(SUPPLIED PASSAGE):
──────────

Convert Dataset to Structure#

The Convert Dataset to Structure task can produce a number of structures from a dataset in input. Specifically, these structures include replacement rules, autoregressive models, cluster labels, clusters, discretization cutoffs, frequent itemsets, frequent sequences, results, rules, models and PCA eigenvectors. For more information, refer to the data structures page.

There are many reasons why users might wish to convert structures, for instance:

  • to quickly add many heuristic rules to a flow by inserting the rules into a table, which can then be imported into a flow as a dataset and then converted into a ruleset.

  • convert structures that have previously been converted to a dataset using the Convert Structure to Dataset task back to their original format for in-depth analysis in the Data Manager.

  • create a model from a dataset, which can then be used in an Apply Model task to derive its responses in correspondence with given samples.

The task is made of two tabs: the Options Tab and Results tab.


The Options tab#

The Options tab is made of two panes:

  • Structure pane, where users can select the structure they want to convert.

  • Information pane, where users can visualize useful information about the task.

Structure pane

Within this pane, users can select the structure they want to convert. Available options are:

  • Association rules

  • Auto regressive models

  • Clusters

  • Cluster labels

  • Discretization cutoffs

  • Frequent itemsets

  • Frequent sequences

  • Monitor

  • Results

  • Rules

  • Models

  • Pca eigenvectors

Information pane

The Convert Dataset to Structure task does not have any parameters or options to define, the only operation necessary for transforming the dataset is to compute the task. The sentence “No parameters need to be set for this task: just compute the task by right-clicking it and selecting Compute > Compute selected” will appear as opening the task.


The Results tab#

Within this tab, users can visualize a summary of the computation.

──────────

(TASK INSTRUCTIONS):
- A) According to the Convert Dataset to Structure page, which two panes make up the Options tab?
- B) Return the stretch of the Convert Dataset to Structure page from "The Convert Dataset to Structure task can" through "the Data Manager.", verbatim.

──────────

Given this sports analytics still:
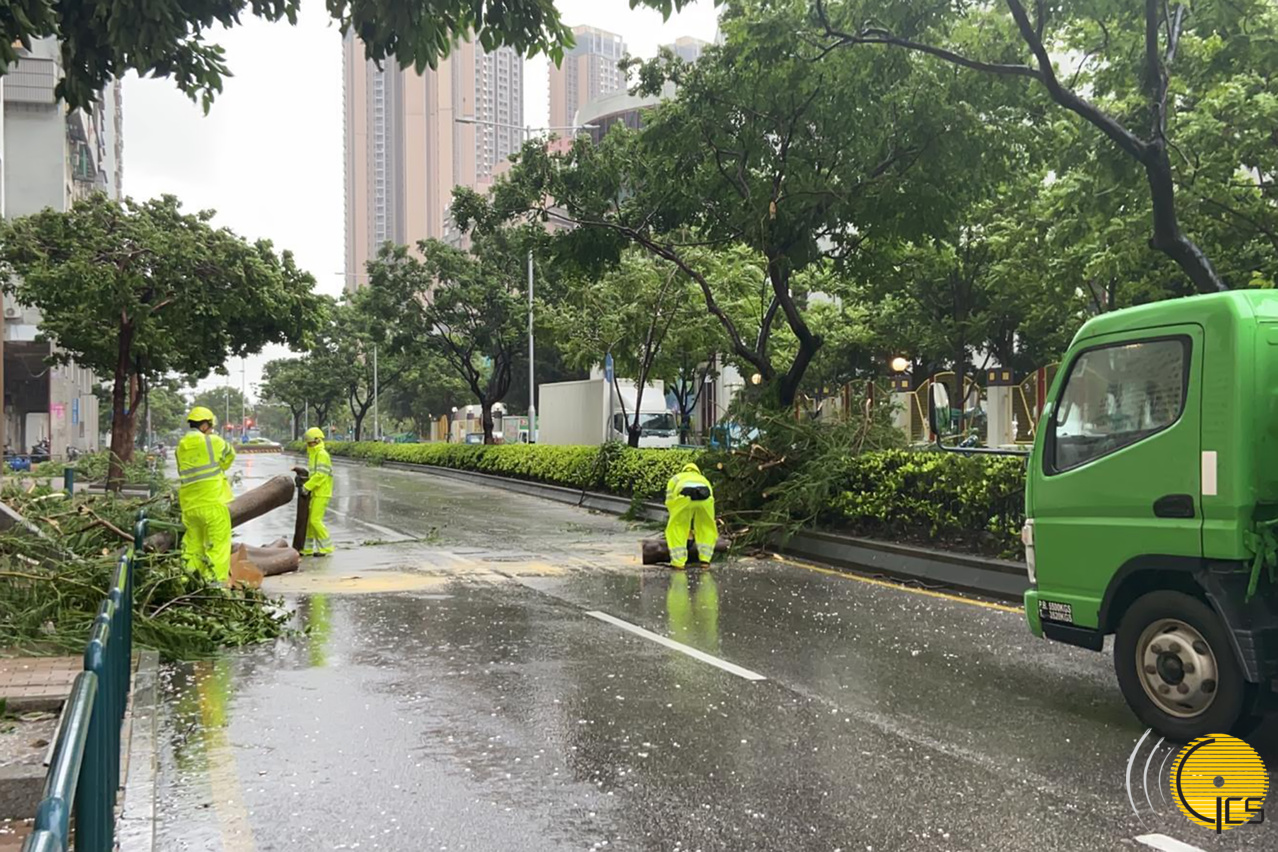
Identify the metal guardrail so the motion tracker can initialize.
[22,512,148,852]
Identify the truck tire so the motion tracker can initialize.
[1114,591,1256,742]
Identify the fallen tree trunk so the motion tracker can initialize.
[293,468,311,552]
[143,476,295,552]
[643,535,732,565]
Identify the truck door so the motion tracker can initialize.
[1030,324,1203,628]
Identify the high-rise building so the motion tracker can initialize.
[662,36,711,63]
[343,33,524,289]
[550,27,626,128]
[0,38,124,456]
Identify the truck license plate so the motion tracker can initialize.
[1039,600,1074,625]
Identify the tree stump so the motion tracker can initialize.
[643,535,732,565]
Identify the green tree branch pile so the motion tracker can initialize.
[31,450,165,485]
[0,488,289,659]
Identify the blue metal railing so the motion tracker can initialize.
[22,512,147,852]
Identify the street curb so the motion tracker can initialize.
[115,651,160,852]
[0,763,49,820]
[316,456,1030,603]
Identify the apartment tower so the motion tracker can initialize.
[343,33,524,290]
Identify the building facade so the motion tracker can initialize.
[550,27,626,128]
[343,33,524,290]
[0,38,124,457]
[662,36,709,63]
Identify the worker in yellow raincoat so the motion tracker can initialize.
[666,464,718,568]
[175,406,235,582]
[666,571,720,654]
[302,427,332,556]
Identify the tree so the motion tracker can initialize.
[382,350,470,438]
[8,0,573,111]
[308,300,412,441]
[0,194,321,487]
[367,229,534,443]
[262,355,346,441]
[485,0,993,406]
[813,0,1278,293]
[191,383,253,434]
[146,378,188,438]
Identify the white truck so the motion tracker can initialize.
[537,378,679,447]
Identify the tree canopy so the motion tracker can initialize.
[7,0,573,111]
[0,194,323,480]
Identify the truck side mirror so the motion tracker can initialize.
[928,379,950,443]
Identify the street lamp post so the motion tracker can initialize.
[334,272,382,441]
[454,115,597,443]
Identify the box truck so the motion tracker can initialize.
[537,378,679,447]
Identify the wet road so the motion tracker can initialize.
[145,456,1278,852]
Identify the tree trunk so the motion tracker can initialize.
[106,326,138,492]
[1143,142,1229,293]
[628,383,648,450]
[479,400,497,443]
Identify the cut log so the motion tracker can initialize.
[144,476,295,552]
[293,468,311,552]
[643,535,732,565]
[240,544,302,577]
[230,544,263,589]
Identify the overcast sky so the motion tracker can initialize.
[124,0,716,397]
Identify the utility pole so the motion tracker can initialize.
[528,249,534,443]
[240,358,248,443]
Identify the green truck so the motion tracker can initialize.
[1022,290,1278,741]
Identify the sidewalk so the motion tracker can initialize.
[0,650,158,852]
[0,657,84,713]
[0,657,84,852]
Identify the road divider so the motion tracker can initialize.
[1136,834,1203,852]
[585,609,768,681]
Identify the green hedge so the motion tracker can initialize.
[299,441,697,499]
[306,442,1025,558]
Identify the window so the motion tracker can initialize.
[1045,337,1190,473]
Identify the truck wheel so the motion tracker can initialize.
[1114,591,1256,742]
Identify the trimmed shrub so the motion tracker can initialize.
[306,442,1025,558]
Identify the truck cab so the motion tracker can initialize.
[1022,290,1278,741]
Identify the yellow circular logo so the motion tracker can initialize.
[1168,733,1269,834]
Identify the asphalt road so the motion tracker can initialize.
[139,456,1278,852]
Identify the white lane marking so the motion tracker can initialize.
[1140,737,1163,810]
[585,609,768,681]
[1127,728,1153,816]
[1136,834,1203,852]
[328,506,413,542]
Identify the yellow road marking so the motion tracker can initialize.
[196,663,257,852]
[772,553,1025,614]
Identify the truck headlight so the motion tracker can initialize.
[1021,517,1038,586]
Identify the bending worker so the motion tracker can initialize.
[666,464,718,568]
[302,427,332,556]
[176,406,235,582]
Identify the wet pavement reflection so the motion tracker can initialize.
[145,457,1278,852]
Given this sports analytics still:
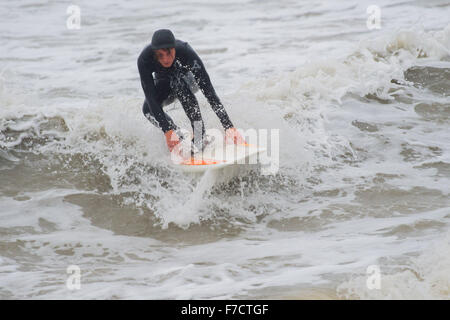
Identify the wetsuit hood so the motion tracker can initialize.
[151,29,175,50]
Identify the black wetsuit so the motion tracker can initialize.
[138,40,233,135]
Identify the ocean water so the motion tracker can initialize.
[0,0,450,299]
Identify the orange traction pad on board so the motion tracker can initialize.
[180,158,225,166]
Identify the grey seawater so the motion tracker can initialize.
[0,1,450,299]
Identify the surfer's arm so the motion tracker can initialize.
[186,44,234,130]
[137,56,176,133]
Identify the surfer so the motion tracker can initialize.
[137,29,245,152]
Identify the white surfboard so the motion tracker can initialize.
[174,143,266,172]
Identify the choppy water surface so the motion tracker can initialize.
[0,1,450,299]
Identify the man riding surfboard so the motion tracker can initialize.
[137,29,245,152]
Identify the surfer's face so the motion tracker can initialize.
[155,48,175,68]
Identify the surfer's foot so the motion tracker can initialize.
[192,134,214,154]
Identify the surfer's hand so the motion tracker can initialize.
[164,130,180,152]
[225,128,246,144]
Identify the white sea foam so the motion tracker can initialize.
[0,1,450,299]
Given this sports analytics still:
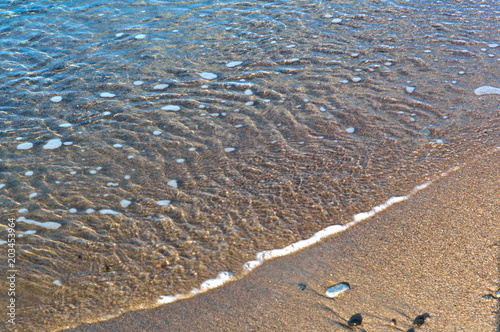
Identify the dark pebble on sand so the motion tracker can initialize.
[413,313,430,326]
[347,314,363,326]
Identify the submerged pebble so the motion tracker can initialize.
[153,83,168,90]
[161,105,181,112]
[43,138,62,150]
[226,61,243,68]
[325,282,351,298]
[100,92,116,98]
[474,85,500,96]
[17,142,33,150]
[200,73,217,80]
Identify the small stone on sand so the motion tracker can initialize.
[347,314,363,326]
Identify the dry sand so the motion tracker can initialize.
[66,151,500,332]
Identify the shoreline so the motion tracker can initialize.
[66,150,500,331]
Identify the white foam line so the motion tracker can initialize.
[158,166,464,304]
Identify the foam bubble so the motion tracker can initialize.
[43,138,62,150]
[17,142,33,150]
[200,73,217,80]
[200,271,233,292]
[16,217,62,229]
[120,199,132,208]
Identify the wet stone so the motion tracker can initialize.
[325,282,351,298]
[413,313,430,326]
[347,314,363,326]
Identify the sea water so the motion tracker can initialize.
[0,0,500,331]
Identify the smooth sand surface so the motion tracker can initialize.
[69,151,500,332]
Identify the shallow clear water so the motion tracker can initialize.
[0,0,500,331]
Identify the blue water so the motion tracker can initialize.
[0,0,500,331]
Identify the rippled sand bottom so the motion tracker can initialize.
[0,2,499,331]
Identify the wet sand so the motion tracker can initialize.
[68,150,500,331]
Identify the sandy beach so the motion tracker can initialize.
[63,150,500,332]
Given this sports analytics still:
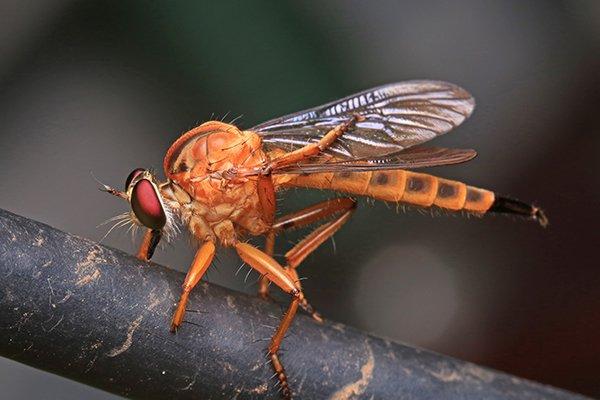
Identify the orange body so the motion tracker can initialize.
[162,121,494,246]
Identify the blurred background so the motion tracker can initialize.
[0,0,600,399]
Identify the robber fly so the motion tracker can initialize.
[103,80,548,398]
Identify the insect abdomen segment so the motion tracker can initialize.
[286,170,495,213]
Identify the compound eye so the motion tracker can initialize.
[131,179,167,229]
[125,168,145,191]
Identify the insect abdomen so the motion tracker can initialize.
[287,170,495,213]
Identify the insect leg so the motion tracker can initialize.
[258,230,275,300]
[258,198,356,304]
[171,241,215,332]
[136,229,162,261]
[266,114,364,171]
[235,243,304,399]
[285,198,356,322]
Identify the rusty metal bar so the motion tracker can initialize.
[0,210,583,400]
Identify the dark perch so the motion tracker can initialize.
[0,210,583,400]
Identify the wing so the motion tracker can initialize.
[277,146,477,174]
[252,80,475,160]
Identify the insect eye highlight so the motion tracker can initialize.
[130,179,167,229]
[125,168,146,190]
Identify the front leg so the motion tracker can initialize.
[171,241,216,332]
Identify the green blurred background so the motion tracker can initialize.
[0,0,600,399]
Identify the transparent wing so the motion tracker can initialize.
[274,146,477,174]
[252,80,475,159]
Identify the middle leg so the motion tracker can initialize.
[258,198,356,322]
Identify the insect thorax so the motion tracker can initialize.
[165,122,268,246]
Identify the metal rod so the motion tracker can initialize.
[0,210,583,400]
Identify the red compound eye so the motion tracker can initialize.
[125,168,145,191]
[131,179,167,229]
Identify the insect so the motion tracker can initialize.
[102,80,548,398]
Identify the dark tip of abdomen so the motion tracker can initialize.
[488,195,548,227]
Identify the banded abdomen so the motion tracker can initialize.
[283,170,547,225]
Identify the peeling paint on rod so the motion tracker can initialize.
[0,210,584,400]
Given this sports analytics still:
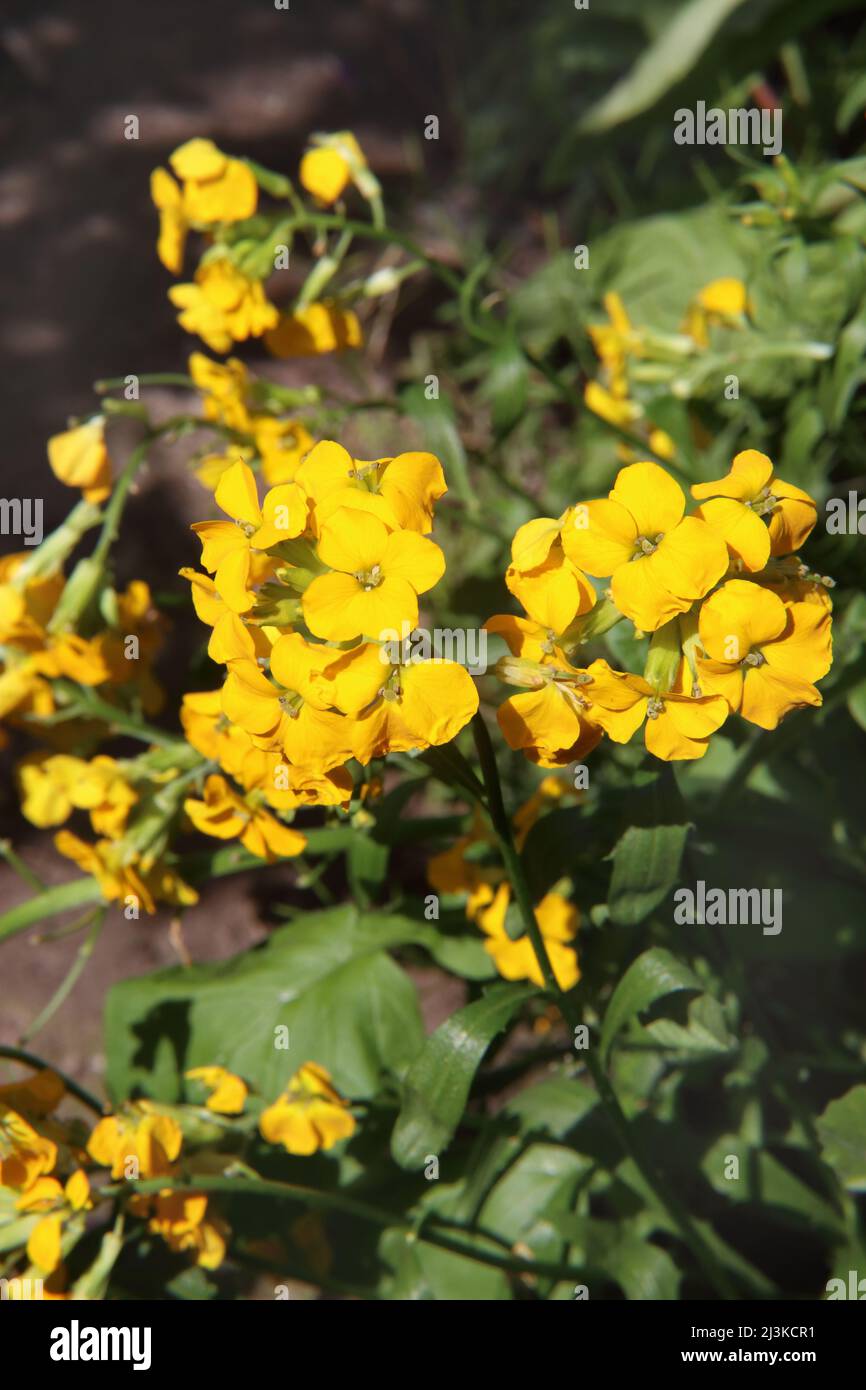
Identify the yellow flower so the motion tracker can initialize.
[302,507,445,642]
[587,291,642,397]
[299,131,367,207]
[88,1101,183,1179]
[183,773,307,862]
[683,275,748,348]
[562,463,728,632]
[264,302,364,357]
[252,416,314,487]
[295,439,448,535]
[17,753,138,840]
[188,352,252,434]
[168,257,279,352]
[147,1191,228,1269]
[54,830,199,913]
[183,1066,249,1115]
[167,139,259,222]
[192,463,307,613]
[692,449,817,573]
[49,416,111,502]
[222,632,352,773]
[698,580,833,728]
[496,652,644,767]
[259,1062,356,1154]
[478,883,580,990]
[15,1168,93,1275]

──────────

(LIST OF SOLUTIONS):
- A) The Structure pane and the Information pane.

- B)
The Convert Dataset to Structure task can produce a number of structures from a dataset in input. Specifically, these structures include replacement rules, autoregressive models, cluster labels, clusters, discretization cutoffs, frequent itemsets, frequent sequences, results, rules, models and PCA eigenvectors. For more information, refer to the data structures page.

There are many reasons why users might wish to convert structures, for instance:

  • to quickly add many heuristic rules to a flow by inserting the rules into a table, which can then be imported into a flow as a dataset and then converted into a ruleset.

  • convert structures that have previously been converted to a dataset using the Convert Structure to Dataset task back to their original format for in-depth analysis in the Data Manager.